Israeli exports are in the third year of a slump, and the experts are anxious about the long term, Globes reports.
The Israel Export and International Cooperation Institute pointed to a drop in high-tech exports, with the exception of avionics, electronic components, and pharmaceuticals.
High-tech exports netted $3.7 billion in the first half of 2013, 8% less than in the first half of 2012 – the lowest figure in three years.
High-tech exports began falling in the fourth quarter of 2011, and the slide continued through 2012, with a 3.3% drop.
“The data are worrying, and indicate a decline in the export capabilities of Israeli high tech,” says Export Institute chairman Ramzi Gabbay. “The decline is clear, and is due to the ongoing drop in market demand, reduced global trade, and the weakness of the dollar.”
The Manufacturers Association of Israel today published a survey of expectations of 150 companies, which found a steady slide in the profitability of Israeli exports. 52% of respondents reported lower profit margins on exports in the second quarter of 2013, compared with 6% of respondents who reported higher margins. 35% of respondents predict improved exports in the third quarter, due to increased orders.
“The steady drop in industrial exports, which until recently was the engine for economic growth, should worry all of us,” said Manufacturers Association economic research department director Dafna Aviram-Nitzan. She called on the Bank of Israel to increase its intervention in the foreign currency market and to expand interest rate cuts in view of the strengthening of the shekel against the dollar.
Despite the weakness of high-tech exports, the Export Institute reports $23.7 billion in total exports in the first half of 2013, 4.5% more than in the first half of 2012. It attributes the growth to higher exports of pharmaceuticals, electronic components, and chemicals, which more than offset lower exports by other high-tech sectors.

* Work request 1 *
In the article on Israeli exports, what causes does the Export Institute chairman give for the decline?
* Work request 2 *
Retype the passage of the article on Israeli exports from "The Israel Export" to "in three years.".
* Work request 3 *
Answer these questions from the article on Israeli exports:
(a) How many companies did the Manufacturers Association of Israel survey?
(b) What total exports did the Export Institute report for the first half of 2013?
(c) Who is the chairman of the Export Institute?

* Data provided *
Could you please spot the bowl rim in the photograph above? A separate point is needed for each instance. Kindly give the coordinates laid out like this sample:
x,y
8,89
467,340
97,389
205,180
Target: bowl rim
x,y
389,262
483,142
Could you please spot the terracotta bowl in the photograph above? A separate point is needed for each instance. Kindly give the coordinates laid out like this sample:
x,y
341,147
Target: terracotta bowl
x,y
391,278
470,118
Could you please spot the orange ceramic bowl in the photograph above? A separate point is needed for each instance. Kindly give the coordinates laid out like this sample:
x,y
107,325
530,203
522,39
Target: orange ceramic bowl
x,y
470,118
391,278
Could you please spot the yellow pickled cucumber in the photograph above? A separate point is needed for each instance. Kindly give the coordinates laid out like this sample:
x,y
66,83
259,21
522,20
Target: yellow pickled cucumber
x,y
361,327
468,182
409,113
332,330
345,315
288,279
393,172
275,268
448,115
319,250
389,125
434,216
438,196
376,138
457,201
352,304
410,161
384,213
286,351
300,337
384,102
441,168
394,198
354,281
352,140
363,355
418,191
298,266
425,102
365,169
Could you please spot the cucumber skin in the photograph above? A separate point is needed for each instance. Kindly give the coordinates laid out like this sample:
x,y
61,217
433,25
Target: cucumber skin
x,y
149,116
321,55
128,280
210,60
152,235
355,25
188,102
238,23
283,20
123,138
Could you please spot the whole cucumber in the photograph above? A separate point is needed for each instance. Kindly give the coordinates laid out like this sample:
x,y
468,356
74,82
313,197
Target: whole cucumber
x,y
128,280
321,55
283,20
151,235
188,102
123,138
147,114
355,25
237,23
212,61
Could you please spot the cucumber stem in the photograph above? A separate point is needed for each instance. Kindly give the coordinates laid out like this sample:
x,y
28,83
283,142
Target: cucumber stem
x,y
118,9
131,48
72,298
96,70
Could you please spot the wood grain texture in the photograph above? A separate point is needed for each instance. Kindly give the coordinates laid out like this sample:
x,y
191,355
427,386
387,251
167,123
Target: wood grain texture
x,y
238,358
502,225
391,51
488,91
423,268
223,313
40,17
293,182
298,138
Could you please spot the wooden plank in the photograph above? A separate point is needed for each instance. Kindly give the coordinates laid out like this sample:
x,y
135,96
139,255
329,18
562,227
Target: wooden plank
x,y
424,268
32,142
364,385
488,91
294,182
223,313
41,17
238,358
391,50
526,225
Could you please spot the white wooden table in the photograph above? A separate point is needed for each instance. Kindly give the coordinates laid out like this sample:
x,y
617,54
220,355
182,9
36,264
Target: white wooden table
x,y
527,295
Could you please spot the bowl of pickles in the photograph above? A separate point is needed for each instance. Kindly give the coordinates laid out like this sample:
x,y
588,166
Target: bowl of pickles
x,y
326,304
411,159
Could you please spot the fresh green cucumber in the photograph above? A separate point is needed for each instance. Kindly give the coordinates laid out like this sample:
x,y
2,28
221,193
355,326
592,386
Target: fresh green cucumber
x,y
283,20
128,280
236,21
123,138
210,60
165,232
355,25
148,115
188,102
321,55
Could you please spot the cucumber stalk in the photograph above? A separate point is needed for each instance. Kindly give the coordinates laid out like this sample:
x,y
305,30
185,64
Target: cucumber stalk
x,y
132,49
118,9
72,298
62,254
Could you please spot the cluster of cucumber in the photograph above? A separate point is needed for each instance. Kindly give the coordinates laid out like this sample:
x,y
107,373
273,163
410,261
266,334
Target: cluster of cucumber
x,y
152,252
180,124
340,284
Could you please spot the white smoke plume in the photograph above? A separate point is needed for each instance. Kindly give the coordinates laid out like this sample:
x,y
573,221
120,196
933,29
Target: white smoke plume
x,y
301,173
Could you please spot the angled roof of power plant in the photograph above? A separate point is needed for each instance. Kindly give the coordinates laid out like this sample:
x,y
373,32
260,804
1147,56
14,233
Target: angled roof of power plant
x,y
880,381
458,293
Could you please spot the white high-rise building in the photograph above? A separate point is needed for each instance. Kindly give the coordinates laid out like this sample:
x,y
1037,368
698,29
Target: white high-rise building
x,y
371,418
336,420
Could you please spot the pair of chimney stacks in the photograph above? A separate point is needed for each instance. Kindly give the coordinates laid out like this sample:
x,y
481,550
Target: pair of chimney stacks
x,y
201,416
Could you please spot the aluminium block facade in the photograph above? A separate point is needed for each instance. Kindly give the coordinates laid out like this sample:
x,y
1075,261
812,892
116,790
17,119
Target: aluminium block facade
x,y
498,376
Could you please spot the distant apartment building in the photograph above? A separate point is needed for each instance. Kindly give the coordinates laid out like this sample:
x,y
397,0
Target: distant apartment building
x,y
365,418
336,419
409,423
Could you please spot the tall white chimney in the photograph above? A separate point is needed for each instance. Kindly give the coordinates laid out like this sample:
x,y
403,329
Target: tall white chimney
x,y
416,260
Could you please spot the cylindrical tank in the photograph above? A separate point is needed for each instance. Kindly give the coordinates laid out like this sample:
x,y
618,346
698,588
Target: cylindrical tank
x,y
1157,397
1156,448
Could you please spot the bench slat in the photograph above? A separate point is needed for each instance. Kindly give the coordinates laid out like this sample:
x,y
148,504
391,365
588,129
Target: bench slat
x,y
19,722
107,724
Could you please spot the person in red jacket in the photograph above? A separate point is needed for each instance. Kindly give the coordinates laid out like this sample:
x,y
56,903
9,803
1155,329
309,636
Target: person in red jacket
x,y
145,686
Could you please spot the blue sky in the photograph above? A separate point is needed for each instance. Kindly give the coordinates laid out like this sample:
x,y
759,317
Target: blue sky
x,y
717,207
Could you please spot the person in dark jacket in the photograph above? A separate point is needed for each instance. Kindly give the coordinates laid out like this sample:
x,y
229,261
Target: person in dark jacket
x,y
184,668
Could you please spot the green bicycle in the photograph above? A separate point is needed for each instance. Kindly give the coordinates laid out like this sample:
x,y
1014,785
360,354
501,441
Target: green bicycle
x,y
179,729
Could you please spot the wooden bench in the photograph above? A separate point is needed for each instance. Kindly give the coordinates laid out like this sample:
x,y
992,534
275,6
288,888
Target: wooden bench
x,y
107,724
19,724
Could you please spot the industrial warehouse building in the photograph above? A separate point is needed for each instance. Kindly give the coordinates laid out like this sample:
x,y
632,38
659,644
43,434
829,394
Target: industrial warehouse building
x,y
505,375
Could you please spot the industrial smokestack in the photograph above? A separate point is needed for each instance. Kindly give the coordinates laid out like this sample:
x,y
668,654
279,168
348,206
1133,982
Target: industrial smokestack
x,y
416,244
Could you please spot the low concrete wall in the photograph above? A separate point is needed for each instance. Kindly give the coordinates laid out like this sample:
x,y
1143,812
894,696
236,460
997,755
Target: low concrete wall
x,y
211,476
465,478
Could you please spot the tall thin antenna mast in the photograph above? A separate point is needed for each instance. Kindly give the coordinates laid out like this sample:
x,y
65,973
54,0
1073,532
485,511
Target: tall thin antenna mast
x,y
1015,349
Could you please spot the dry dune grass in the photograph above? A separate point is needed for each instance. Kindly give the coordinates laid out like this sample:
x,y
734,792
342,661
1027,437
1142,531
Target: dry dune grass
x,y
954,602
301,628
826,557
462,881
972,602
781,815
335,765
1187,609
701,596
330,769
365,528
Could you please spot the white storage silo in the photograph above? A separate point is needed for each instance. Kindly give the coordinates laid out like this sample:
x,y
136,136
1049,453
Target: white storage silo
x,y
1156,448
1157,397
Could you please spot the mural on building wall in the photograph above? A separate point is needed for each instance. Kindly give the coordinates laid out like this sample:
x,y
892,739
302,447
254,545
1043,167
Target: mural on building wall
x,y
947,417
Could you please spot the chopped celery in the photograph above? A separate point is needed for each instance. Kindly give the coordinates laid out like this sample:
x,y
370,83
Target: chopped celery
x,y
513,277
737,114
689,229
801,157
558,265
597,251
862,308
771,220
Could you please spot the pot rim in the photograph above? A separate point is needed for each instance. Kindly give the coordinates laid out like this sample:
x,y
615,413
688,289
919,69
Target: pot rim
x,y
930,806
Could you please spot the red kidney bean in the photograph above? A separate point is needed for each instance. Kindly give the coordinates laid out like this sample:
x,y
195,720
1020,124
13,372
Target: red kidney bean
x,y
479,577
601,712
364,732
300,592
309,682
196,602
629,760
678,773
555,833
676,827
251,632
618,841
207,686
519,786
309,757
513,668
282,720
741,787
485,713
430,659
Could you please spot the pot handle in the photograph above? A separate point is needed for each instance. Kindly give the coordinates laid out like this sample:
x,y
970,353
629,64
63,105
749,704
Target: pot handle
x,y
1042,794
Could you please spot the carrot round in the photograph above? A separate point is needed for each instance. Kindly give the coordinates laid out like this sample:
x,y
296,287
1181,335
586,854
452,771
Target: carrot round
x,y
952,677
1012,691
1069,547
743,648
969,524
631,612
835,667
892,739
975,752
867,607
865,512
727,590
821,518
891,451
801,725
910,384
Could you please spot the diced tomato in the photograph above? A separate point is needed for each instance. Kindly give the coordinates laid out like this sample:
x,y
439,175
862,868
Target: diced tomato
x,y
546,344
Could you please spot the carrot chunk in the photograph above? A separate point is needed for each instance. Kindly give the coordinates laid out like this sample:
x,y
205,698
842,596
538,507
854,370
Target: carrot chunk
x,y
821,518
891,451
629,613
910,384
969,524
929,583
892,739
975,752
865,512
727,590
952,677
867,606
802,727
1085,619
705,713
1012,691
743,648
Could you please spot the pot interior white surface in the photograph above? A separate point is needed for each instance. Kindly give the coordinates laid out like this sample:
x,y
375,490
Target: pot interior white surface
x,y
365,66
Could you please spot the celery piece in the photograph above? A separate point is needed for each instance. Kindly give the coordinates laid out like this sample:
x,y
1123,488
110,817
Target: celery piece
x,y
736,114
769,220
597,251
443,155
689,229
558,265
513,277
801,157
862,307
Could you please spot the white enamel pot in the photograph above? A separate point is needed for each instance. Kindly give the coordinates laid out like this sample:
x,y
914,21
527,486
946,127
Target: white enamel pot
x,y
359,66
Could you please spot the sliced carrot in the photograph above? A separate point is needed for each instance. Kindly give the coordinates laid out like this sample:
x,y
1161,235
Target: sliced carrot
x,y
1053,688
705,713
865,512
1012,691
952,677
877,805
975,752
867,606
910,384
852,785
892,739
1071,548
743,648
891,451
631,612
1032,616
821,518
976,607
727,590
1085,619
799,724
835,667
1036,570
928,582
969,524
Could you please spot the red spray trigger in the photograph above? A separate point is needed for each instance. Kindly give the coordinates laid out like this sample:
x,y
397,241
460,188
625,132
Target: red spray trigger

* Task solution 1 *
- The ongoing drop in market demand
- Reduced global trade
- The weakness of the dollar

* Task solution 2 *
The Israel Export and International Cooperation Institute pointed to a drop in high-tech exports, with the exception of avionics, electronic components, and pharmaceuticals.
High-tech exports netted $3.7 billion in the first half of 2013, 8% less than in the first half of 2012 – the lowest figure in three years.

* Task solution 3 *
(a) 150
(b) $23.7 billion
(c) Ramzi Gabbay